-- start of Given entries --

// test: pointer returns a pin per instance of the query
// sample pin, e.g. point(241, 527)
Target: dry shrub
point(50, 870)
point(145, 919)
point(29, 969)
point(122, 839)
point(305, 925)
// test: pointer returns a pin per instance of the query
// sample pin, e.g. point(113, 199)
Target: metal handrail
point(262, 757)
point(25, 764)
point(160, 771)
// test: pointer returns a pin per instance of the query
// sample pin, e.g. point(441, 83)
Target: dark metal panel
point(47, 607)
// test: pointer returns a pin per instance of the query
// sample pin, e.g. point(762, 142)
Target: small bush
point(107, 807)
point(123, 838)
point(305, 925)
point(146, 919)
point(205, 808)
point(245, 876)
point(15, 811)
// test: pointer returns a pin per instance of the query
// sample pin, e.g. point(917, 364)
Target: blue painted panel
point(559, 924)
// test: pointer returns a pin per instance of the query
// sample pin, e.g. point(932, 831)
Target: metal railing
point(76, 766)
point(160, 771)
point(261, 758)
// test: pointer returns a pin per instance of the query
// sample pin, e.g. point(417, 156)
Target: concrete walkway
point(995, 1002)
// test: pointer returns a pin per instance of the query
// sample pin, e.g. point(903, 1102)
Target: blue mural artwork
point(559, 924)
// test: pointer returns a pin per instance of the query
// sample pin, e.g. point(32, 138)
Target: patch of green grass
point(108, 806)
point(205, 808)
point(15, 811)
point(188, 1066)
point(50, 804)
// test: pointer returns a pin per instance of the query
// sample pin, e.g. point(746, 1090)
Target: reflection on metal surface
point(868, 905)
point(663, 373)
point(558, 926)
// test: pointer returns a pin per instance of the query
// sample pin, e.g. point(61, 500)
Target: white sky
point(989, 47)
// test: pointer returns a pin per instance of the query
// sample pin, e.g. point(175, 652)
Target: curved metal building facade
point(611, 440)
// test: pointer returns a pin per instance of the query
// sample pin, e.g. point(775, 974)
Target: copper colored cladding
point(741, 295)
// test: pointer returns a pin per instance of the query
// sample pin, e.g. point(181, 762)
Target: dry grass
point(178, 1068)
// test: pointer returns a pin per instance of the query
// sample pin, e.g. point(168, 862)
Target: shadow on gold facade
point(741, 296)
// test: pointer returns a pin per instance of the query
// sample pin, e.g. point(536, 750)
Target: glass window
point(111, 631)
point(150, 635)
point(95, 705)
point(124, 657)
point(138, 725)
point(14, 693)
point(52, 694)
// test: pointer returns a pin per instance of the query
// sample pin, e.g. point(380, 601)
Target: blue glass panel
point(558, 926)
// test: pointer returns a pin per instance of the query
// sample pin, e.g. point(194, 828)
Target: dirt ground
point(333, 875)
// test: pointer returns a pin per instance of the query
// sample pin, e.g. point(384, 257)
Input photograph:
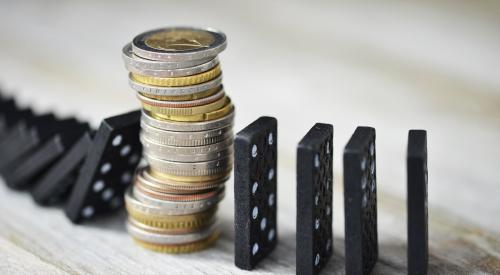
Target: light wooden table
point(391, 65)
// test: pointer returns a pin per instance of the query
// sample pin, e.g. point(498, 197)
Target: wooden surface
point(391, 65)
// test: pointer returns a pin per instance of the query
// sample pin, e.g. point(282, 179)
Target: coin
point(190, 169)
point(189, 179)
point(187, 111)
point(226, 109)
point(181, 104)
point(178, 81)
point(176, 126)
point(173, 91)
point(187, 154)
point(175, 224)
point(169, 239)
point(174, 197)
point(179, 44)
point(185, 139)
point(165, 208)
point(180, 249)
point(138, 65)
point(194, 96)
point(159, 183)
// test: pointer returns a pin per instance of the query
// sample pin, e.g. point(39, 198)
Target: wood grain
point(390, 65)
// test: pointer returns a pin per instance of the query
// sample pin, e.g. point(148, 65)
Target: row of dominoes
point(64, 160)
point(256, 198)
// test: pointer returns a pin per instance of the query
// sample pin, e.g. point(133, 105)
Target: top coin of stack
point(187, 135)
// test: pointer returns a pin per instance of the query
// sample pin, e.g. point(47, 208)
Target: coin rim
point(140, 48)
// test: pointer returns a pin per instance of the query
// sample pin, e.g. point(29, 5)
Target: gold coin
point(178, 81)
point(183, 179)
point(179, 40)
point(183, 248)
point(164, 185)
point(181, 104)
point(175, 224)
point(194, 96)
point(188, 111)
point(228, 108)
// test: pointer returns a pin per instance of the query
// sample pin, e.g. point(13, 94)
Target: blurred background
point(393, 65)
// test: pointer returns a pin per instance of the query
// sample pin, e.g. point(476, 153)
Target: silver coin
point(148, 67)
point(187, 126)
point(182, 104)
point(186, 139)
point(187, 154)
point(173, 91)
point(179, 44)
point(191, 169)
point(155, 207)
point(168, 239)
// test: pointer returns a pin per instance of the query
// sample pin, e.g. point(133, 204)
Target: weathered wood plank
point(394, 66)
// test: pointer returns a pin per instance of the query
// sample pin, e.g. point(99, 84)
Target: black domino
point(108, 168)
point(255, 192)
point(54, 186)
point(360, 200)
point(28, 133)
point(418, 244)
point(36, 161)
point(315, 200)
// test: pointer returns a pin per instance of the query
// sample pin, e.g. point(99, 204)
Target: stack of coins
point(187, 135)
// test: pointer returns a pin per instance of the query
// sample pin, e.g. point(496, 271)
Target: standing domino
point(360, 199)
point(315, 200)
point(418, 244)
point(108, 168)
point(255, 192)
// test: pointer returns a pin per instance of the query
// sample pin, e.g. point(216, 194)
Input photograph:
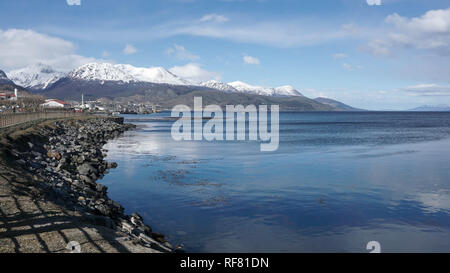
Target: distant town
point(17, 101)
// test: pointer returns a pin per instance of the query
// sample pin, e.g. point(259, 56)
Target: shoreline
point(49, 195)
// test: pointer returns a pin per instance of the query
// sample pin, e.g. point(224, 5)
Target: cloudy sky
point(374, 54)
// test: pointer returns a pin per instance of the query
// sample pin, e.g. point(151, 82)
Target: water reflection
point(365, 177)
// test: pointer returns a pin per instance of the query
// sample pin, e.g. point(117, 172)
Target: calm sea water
point(337, 181)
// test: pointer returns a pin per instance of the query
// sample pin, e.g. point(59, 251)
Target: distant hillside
point(170, 95)
point(223, 99)
point(337, 104)
point(430, 108)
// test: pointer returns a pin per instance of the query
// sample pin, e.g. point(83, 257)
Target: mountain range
point(431, 108)
point(123, 82)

-- end of Given entries --

What to do:
The listing above must be printed again exactly, minus its pictures.

Exercise answer:
// test: pointer returns a pin per instance of the query
// sample pin, e.g. point(241, 527)
Target: dry shrub
point(50, 870)
point(145, 919)
point(29, 969)
point(122, 839)
point(305, 925)
// test: pointer returns a pin per instance of the query
// sample pin, e.g. point(113, 199)
Target: metal handrail
point(262, 757)
point(25, 764)
point(160, 771)
// test: pointer returns a pin per instance of the query
// sample pin, e.g. point(441, 83)
Target: dark metal panel
point(47, 607)
// test: pointer returns a pin per instance of the query
// sample pin, e.g. point(762, 142)
Target: small bush
point(107, 807)
point(123, 838)
point(305, 925)
point(146, 919)
point(205, 808)
point(245, 876)
point(15, 811)
// test: pointer returns a pin per instance of the query
// sample pin, e.g. point(917, 364)
Target: blue painted panel
point(559, 924)
// test: pointer returns a pin per instance of the query
// sample pin, e.g. point(932, 831)
Target: metal railing
point(76, 766)
point(160, 771)
point(261, 758)
// test: pointer returns a pin per instance of the query
// sample pin, e.g. point(417, 156)
Target: concrete walkway
point(995, 1002)
// test: pointer returns a pin per instance of the query
// sample pin, e.g. point(903, 1102)
Target: blue mural artwork
point(559, 924)
// test: pointer returns a pin per instance of the query
// sample pin, e.g. point(32, 138)
Target: patch of green grass
point(108, 806)
point(205, 808)
point(15, 811)
point(188, 1066)
point(50, 804)
// test: pointer returns a pin per instance of the query
// sample pin, e.g. point(746, 1090)
Target: reflection on metal surface
point(868, 905)
point(663, 373)
point(558, 926)
// test: pointer returns a pin per instance of the query
// sample pin, e.g. point(61, 500)
Target: white sky
point(989, 47)
// test: pointer returns a pin per instance of the query
// sample pin, e.g. point(175, 652)
Target: curved metal building facade
point(611, 440)
// test: pointer returns a pin per instance of the query
// sample pin, e.g. point(775, 974)
Target: copper colored cladding
point(741, 295)
// test: pointer returns a pin per instance of the query
// sample pin, e.g. point(181, 762)
Target: dry grass
point(178, 1068)
// test: pointer returns a pin per instance of the query
// sample pin, e.g. point(168, 862)
Target: shadow on gold facade
point(741, 296)
// test: pointer returns a pin per instance of the query
// sample pin, e.g. point(536, 750)
Target: glass window
point(111, 631)
point(150, 635)
point(95, 705)
point(124, 657)
point(138, 725)
point(14, 693)
point(52, 694)
// test: pointer returns a pin per instance of the query
// sample pin, e.g. point(380, 601)
Target: blue glass panel
point(558, 926)
// test: pointer returns a pin per instance of the query
// sample pin, e.g. point(194, 828)
Target: dirt ground
point(333, 875)
// test: pointer returns a pin per instance of the query
// sample pin, e.g. point(384, 257)
Input photograph:
Target: light wooden table
point(391, 65)
// test: pointer returns a pin per instance of the query
// sample pin, e.g. point(498, 197)
Target: wooden surface
point(391, 65)
// test: pointer returns a pin per instance of the query
// sample pin, e.g. point(282, 179)
Target: coin
point(190, 169)
point(189, 179)
point(187, 111)
point(226, 109)
point(181, 104)
point(178, 81)
point(176, 126)
point(173, 91)
point(187, 154)
point(175, 224)
point(169, 239)
point(174, 197)
point(179, 44)
point(185, 139)
point(165, 208)
point(180, 249)
point(138, 65)
point(194, 96)
point(159, 183)
// test: pointer returns a pin per instance of the query
// sample pin, e.g. point(39, 198)
Target: wood grain
point(390, 65)
// test: pointer returns a pin per instance of the query
// sample pin, e.g. point(148, 65)
Target: row of dominoes
point(64, 160)
point(256, 198)
// test: pointer returns a pin per instance of the query
// sample pin, e.g. point(133, 105)
Target: top coin of stack
point(187, 135)
// test: pointer returns a pin per instance of the query
// sample pin, e.g. point(47, 208)
Target: coin rim
point(140, 48)
// test: pointer returns a pin per instance of the query
// sample pin, e.g. point(29, 5)
Target: gold coin
point(178, 81)
point(183, 179)
point(179, 40)
point(183, 248)
point(164, 185)
point(181, 104)
point(175, 224)
point(194, 96)
point(188, 111)
point(228, 108)
// test: pointer returns a pin per instance of the query
// sample pin, e.g. point(13, 94)
Target: blurred background
point(393, 65)
// test: pointer returns a pin per instance of the query
// sample pin, e.g. point(476, 153)
Target: silver coin
point(148, 67)
point(187, 126)
point(182, 104)
point(186, 139)
point(187, 154)
point(173, 91)
point(179, 44)
point(191, 169)
point(155, 207)
point(168, 239)
// test: pointer returns a pin per instance of the query
// sample pin, e.g. point(133, 204)
Target: weathered wood plank
point(394, 66)
// test: pointer returns a pin per instance of the query
// sample pin, e.g. point(99, 84)
Target: black domino
point(108, 168)
point(255, 192)
point(54, 186)
point(360, 200)
point(28, 133)
point(418, 244)
point(36, 161)
point(315, 200)
// test: pointer returns a pin per instance of the query
// sample pin, e.g. point(99, 204)
Target: stack of coins
point(187, 135)
// test: pointer returns a pin per instance of the query
// sample pin, e.g. point(496, 271)
Target: standing domino
point(360, 199)
point(315, 200)
point(418, 244)
point(108, 168)
point(255, 192)
// test: pointer returns a pin per instance of the query
// sample pin, e.g. point(216, 194)
Input photograph:
Target: distant town
point(17, 101)
// test: pointer returns a pin per instance of the query
// sample pin, e.g. point(259, 56)
Target: shoreline
point(49, 195)
// test: pointer returns a pin per instance of the query
// sample pin, e.g. point(224, 5)
Target: cloudy sky
point(374, 54)
// test: pointer returns a pin per instance of the query
// sample pin, e.g. point(151, 82)
Target: water reflection
point(365, 177)
// test: pointer returns a pin per instance of the query
// sample pin, e.g. point(117, 172)
Target: calm sea water
point(337, 181)
// test: pointer returns a pin per instance of the query
// sample pin, e.g. point(59, 251)
Target: distant hillside
point(170, 95)
point(223, 99)
point(337, 104)
point(430, 108)
// test: pointer returns a pin per instance of the query
// sample pin, e.g. point(83, 257)
Target: mountain range
point(431, 108)
point(123, 82)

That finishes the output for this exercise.